▶ [What is being asked] Copy out every entry below word for word, omitting the pictures from your answer.
=== Extracted material ===
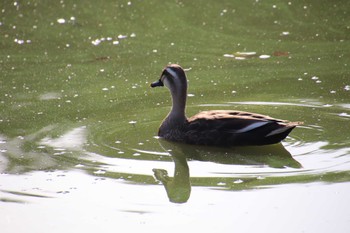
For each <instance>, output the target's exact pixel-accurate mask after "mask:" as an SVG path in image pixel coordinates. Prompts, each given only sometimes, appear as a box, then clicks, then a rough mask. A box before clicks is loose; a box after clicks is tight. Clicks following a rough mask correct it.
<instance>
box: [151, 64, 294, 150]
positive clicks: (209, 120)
mask: <svg viewBox="0 0 350 233" xmlns="http://www.w3.org/2000/svg"><path fill="white" fill-rule="evenodd" d="M164 85H165V86H166V87H168V88H169V90H170V92H171V96H172V101H173V105H172V109H171V111H170V113H169V114H168V116H167V117H166V118H165V119H164V121H163V123H162V124H161V126H160V128H159V132H158V135H159V136H160V137H163V138H165V139H167V140H171V141H177V142H183V143H189V144H198V145H209V146H243V145H244V146H247V145H268V144H274V143H279V142H280V141H282V140H283V139H285V138H286V137H287V136H288V134H289V133H290V132H291V131H292V130H293V129H294V128H295V127H296V126H297V125H300V124H301V123H300V122H288V121H285V120H279V119H274V118H272V117H269V116H265V115H260V114H256V113H249V112H241V111H231V110H213V111H204V112H200V113H198V114H196V115H194V116H192V117H190V118H186V116H185V107H186V96H187V79H186V75H185V72H184V70H183V69H182V68H181V67H180V66H179V65H176V64H172V65H168V66H167V67H166V68H165V69H164V70H163V72H162V75H161V77H160V79H159V81H157V82H154V83H152V84H151V87H157V86H164Z"/></svg>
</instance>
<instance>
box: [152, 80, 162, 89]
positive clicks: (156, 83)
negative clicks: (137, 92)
mask: <svg viewBox="0 0 350 233" xmlns="http://www.w3.org/2000/svg"><path fill="white" fill-rule="evenodd" d="M162 86H164V83H163V82H162V80H160V79H159V80H158V81H156V82H153V83H151V87H162Z"/></svg>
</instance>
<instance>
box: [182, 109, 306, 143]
mask: <svg viewBox="0 0 350 233" xmlns="http://www.w3.org/2000/svg"><path fill="white" fill-rule="evenodd" d="M298 124H299V123H298V122H288V121H284V120H280V119H275V118H272V117H269V116H265V115H261V114H256V113H250V112H242V111H230V110H215V111H205V112H200V113H198V114H196V115H194V116H193V117H191V118H189V119H188V127H187V132H186V140H187V141H189V142H190V143H194V144H206V145H211V144H213V145H264V144H273V143H278V142H280V141H281V140H283V139H284V138H285V137H286V136H287V135H288V134H289V133H290V131H291V130H292V129H293V128H294V127H295V126H296V125H298ZM197 142H198V143H197Z"/></svg>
===
▶ [Your response]
For each <instance>, output the target's exact pixel-accurate mask after "mask:" as an SVG path in image pixel coordinates. Prompts, each given only sometimes, appear as a box, then clicks, then a rough mask. A box before clicks is loose; a box after clicks is tight. Clicks following a rough mask correct it.
<instance>
box: [151, 64, 294, 150]
positive clicks: (209, 120)
mask: <svg viewBox="0 0 350 233" xmlns="http://www.w3.org/2000/svg"><path fill="white" fill-rule="evenodd" d="M164 85H165V86H166V87H168V88H169V90H170V92H171V96H172V101H173V105H172V109H171V111H170V113H169V114H168V116H167V117H166V118H165V119H164V121H163V123H162V124H161V126H160V128H159V132H158V135H159V136H160V137H163V138H165V139H167V140H171V141H177V142H183V143H189V144H198V145H209V146H243V145H244V146H247V145H268V144H274V143H279V142H280V141H282V140H283V139H285V138H286V137H287V136H288V134H289V133H290V132H291V131H292V130H293V129H294V128H295V127H296V126H297V125H300V124H301V123H300V122H288V121H285V120H279V119H274V118H272V117H269V116H265V115H260V114H256V113H249V112H241V111H231V110H213V111H204V112H200V113H198V114H196V115H194V116H192V117H190V118H186V116H185V107H186V96H187V79H186V75H185V72H184V70H183V69H182V68H181V67H180V66H179V65H176V64H172V65H168V66H167V67H166V68H165V69H164V70H163V72H162V75H161V77H160V79H159V81H157V82H154V83H152V84H151V87H157V86H164Z"/></svg>
</instance>
<instance>
box: [152, 80, 162, 89]
positive clicks: (156, 83)
negative clicks: (137, 92)
mask: <svg viewBox="0 0 350 233" xmlns="http://www.w3.org/2000/svg"><path fill="white" fill-rule="evenodd" d="M162 86H164V83H163V82H162V80H160V79H159V80H158V81H156V82H153V83H151V87H162Z"/></svg>
</instance>
<instance>
box: [182, 109, 306, 143]
mask: <svg viewBox="0 0 350 233" xmlns="http://www.w3.org/2000/svg"><path fill="white" fill-rule="evenodd" d="M298 124H299V123H298V122H288V121H284V120H280V119H275V118H272V117H269V116H265V115H261V114H256V113H250V112H242V111H230V110H215V111H205V112H200V113H198V114H196V115H194V116H193V117H191V118H189V119H188V127H187V132H186V140H187V141H189V142H190V143H194V144H206V145H211V144H213V145H264V144H273V143H278V142H280V141H281V140H283V139H284V138H285V137H286V136H287V135H288V134H289V133H290V131H291V130H292V129H293V128H294V127H295V126H296V125H298ZM197 142H198V143H197Z"/></svg>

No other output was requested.